▶ Exercise details
Copy each of the items below word for word, without changing anything.
··· Material to process ···
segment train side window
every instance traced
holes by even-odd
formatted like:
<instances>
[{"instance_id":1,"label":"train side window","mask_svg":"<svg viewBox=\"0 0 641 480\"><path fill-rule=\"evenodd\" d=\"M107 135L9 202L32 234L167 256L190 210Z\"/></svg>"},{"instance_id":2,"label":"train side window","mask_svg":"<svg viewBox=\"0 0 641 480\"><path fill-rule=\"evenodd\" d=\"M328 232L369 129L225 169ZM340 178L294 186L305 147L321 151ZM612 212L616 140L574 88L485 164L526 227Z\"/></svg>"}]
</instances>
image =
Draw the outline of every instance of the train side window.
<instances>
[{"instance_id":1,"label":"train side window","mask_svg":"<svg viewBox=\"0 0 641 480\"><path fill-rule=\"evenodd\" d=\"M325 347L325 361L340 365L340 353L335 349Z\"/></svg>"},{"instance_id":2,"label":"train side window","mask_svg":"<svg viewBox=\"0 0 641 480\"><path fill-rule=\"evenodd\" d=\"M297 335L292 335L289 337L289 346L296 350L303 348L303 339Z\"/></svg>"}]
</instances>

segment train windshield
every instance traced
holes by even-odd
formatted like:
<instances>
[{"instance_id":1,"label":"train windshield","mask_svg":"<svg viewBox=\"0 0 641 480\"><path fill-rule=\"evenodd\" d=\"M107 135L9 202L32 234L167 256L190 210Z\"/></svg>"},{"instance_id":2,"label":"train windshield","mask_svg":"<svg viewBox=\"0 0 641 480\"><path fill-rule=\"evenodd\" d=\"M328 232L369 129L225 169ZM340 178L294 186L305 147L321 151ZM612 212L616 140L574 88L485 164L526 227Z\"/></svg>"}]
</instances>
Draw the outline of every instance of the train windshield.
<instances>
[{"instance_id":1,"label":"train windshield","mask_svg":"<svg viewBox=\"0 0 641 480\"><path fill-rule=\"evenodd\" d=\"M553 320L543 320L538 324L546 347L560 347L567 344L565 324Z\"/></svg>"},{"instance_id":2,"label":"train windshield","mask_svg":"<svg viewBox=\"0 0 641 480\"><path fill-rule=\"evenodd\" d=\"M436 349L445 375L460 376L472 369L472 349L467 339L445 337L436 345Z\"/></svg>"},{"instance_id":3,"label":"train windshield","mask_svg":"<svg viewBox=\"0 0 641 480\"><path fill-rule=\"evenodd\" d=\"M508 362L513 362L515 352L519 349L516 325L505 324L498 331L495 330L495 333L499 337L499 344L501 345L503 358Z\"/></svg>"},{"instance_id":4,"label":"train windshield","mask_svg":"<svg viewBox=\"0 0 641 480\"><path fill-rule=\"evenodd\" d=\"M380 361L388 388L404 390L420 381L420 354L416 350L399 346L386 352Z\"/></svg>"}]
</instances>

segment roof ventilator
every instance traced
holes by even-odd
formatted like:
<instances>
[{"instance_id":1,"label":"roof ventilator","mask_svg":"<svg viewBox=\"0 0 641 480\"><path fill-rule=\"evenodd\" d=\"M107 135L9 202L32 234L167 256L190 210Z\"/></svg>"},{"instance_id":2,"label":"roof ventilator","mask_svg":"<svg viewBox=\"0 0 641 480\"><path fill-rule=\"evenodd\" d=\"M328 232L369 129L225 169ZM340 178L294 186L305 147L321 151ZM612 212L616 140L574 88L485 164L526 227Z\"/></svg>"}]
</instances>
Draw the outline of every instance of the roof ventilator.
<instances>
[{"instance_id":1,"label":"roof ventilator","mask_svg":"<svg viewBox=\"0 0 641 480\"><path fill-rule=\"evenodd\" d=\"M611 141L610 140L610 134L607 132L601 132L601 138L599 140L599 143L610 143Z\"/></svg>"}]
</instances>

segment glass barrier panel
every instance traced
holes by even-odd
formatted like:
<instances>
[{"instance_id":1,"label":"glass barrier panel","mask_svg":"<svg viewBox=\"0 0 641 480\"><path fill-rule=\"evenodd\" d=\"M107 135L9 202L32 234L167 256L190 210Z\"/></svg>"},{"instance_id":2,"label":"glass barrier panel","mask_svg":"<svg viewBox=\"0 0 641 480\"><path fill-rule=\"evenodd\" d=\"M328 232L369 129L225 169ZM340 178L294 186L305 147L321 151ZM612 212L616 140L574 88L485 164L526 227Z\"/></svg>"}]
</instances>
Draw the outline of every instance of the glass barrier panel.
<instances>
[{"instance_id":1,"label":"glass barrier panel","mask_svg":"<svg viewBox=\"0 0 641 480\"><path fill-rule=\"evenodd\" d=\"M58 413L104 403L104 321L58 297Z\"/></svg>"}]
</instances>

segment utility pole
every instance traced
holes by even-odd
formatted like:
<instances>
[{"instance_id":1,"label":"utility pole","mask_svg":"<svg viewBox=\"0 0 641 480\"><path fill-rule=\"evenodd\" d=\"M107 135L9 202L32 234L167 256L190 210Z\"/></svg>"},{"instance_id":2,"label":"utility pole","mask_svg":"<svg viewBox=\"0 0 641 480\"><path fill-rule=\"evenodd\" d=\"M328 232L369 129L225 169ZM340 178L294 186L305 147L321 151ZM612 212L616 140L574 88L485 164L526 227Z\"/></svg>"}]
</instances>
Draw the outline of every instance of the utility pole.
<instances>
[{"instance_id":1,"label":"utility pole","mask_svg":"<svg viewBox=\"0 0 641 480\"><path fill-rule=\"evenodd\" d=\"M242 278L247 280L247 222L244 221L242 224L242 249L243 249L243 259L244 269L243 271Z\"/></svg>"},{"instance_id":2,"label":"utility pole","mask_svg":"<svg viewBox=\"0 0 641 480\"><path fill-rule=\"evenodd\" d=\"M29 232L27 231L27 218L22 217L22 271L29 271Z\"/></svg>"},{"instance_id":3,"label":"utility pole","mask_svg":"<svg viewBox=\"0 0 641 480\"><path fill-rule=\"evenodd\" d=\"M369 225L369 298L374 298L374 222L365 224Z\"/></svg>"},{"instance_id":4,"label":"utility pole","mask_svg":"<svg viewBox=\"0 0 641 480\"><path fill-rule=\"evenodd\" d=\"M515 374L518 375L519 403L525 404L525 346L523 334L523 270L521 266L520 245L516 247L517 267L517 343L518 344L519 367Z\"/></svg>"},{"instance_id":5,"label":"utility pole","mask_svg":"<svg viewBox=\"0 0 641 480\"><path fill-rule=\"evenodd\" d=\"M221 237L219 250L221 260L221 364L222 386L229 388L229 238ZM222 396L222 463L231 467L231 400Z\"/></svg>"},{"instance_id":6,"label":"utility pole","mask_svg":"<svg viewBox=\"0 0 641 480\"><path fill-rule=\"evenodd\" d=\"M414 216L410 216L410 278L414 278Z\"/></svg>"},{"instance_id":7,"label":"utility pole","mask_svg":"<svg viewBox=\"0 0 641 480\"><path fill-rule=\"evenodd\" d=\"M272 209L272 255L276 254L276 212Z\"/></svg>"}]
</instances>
···
▶ Answer to this problem
segment train side window
every instance traced
holes by even-odd
formatted like:
<instances>
[{"instance_id":1,"label":"train side window","mask_svg":"<svg viewBox=\"0 0 641 480\"><path fill-rule=\"evenodd\" d=\"M107 135L9 202L32 234L167 256L190 210Z\"/></svg>"},{"instance_id":2,"label":"train side window","mask_svg":"<svg viewBox=\"0 0 641 480\"><path fill-rule=\"evenodd\" d=\"M328 232L369 129L225 169ZM340 178L294 186L305 147L321 151ZM612 212L616 140L574 88L485 164L526 227Z\"/></svg>"}]
</instances>
image =
Draw the outline of every instance of the train side window.
<instances>
[{"instance_id":1,"label":"train side window","mask_svg":"<svg viewBox=\"0 0 641 480\"><path fill-rule=\"evenodd\" d=\"M325 347L325 361L340 365L340 353L335 349Z\"/></svg>"},{"instance_id":2,"label":"train side window","mask_svg":"<svg viewBox=\"0 0 641 480\"><path fill-rule=\"evenodd\" d=\"M297 335L292 335L289 337L289 346L296 350L303 348L303 339Z\"/></svg>"}]
</instances>

segment train windshield
every instance traced
holes by even-odd
formatted like:
<instances>
[{"instance_id":1,"label":"train windshield","mask_svg":"<svg viewBox=\"0 0 641 480\"><path fill-rule=\"evenodd\" d=\"M107 135L9 202L32 234L167 256L190 210Z\"/></svg>"},{"instance_id":2,"label":"train windshield","mask_svg":"<svg viewBox=\"0 0 641 480\"><path fill-rule=\"evenodd\" d=\"M328 232L369 129L225 169ZM340 178L294 186L305 147L321 151ZM612 212L616 140L574 88L485 164L526 227Z\"/></svg>"}]
</instances>
Draw the outline of every instance of the train windshield.
<instances>
[{"instance_id":1,"label":"train windshield","mask_svg":"<svg viewBox=\"0 0 641 480\"><path fill-rule=\"evenodd\" d=\"M553 320L543 320L538 324L546 347L560 347L567 344L565 324Z\"/></svg>"},{"instance_id":2,"label":"train windshield","mask_svg":"<svg viewBox=\"0 0 641 480\"><path fill-rule=\"evenodd\" d=\"M436 349L445 375L460 376L472 369L472 349L467 339L445 337L436 345Z\"/></svg>"},{"instance_id":3,"label":"train windshield","mask_svg":"<svg viewBox=\"0 0 641 480\"><path fill-rule=\"evenodd\" d=\"M508 362L513 362L515 352L519 349L516 325L505 324L498 331L495 330L495 333L499 337L499 344L501 345L503 358Z\"/></svg>"},{"instance_id":4,"label":"train windshield","mask_svg":"<svg viewBox=\"0 0 641 480\"><path fill-rule=\"evenodd\" d=\"M380 361L388 388L404 390L420 381L420 354L416 350L399 346L386 352Z\"/></svg>"}]
</instances>

segment roof ventilator
every instance traced
holes by even-odd
formatted like:
<instances>
[{"instance_id":1,"label":"roof ventilator","mask_svg":"<svg viewBox=\"0 0 641 480\"><path fill-rule=\"evenodd\" d=\"M107 135L9 202L32 234L167 256L190 210Z\"/></svg>"},{"instance_id":2,"label":"roof ventilator","mask_svg":"<svg viewBox=\"0 0 641 480\"><path fill-rule=\"evenodd\" d=\"M328 232L369 129L225 169ZM340 178L294 186L305 147L321 151ZM612 212L616 140L574 88L485 164L526 227Z\"/></svg>"}]
</instances>
Draw the outline of every instance of the roof ventilator.
<instances>
[{"instance_id":1,"label":"roof ventilator","mask_svg":"<svg viewBox=\"0 0 641 480\"><path fill-rule=\"evenodd\" d=\"M611 141L610 140L610 134L607 132L601 132L601 138L599 140L599 143L610 143Z\"/></svg>"}]
</instances>

segment glass barrier panel
every instance traced
holes by even-odd
formatted like:
<instances>
[{"instance_id":1,"label":"glass barrier panel","mask_svg":"<svg viewBox=\"0 0 641 480\"><path fill-rule=\"evenodd\" d=\"M107 135L9 202L32 234L167 256L190 210Z\"/></svg>"},{"instance_id":2,"label":"glass barrier panel","mask_svg":"<svg viewBox=\"0 0 641 480\"><path fill-rule=\"evenodd\" d=\"M328 232L369 129L225 169ZM340 178L294 186L305 147L321 151ZM612 212L616 140L574 88L485 164L526 227Z\"/></svg>"}]
</instances>
Draw the outline of every instance of the glass barrier panel.
<instances>
[{"instance_id":1,"label":"glass barrier panel","mask_svg":"<svg viewBox=\"0 0 641 480\"><path fill-rule=\"evenodd\" d=\"M58 413L104 403L104 321L58 297Z\"/></svg>"}]
</instances>

segment utility pole
every instance traced
holes by even-odd
formatted like:
<instances>
[{"instance_id":1,"label":"utility pole","mask_svg":"<svg viewBox=\"0 0 641 480\"><path fill-rule=\"evenodd\" d=\"M107 135L9 202L32 234L167 256L190 210Z\"/></svg>"},{"instance_id":2,"label":"utility pole","mask_svg":"<svg viewBox=\"0 0 641 480\"><path fill-rule=\"evenodd\" d=\"M328 232L369 129L225 169ZM340 178L294 186L305 147L321 151ZM612 212L616 140L574 88L485 164L526 227Z\"/></svg>"}]
</instances>
Draw the outline of every instance of the utility pole.
<instances>
[{"instance_id":1,"label":"utility pole","mask_svg":"<svg viewBox=\"0 0 641 480\"><path fill-rule=\"evenodd\" d=\"M242 278L247 280L247 222L244 221L242 224L242 249L243 249L243 259L244 269L243 271Z\"/></svg>"},{"instance_id":2,"label":"utility pole","mask_svg":"<svg viewBox=\"0 0 641 480\"><path fill-rule=\"evenodd\" d=\"M29 232L27 231L27 218L22 217L22 271L29 271Z\"/></svg>"},{"instance_id":3,"label":"utility pole","mask_svg":"<svg viewBox=\"0 0 641 480\"><path fill-rule=\"evenodd\" d=\"M369 225L369 298L374 298L374 222L365 224Z\"/></svg>"},{"instance_id":4,"label":"utility pole","mask_svg":"<svg viewBox=\"0 0 641 480\"><path fill-rule=\"evenodd\" d=\"M515 374L518 375L519 403L525 404L525 346L523 334L523 270L521 266L520 245L516 247L517 267L517 343L518 344L519 367Z\"/></svg>"},{"instance_id":5,"label":"utility pole","mask_svg":"<svg viewBox=\"0 0 641 480\"><path fill-rule=\"evenodd\" d=\"M221 237L219 250L221 260L221 364L222 386L229 388L229 238ZM222 396L222 463L231 467L231 400Z\"/></svg>"},{"instance_id":6,"label":"utility pole","mask_svg":"<svg viewBox=\"0 0 641 480\"><path fill-rule=\"evenodd\" d=\"M414 216L410 216L410 278L414 278Z\"/></svg>"},{"instance_id":7,"label":"utility pole","mask_svg":"<svg viewBox=\"0 0 641 480\"><path fill-rule=\"evenodd\" d=\"M272 209L272 255L276 254L276 212Z\"/></svg>"}]
</instances>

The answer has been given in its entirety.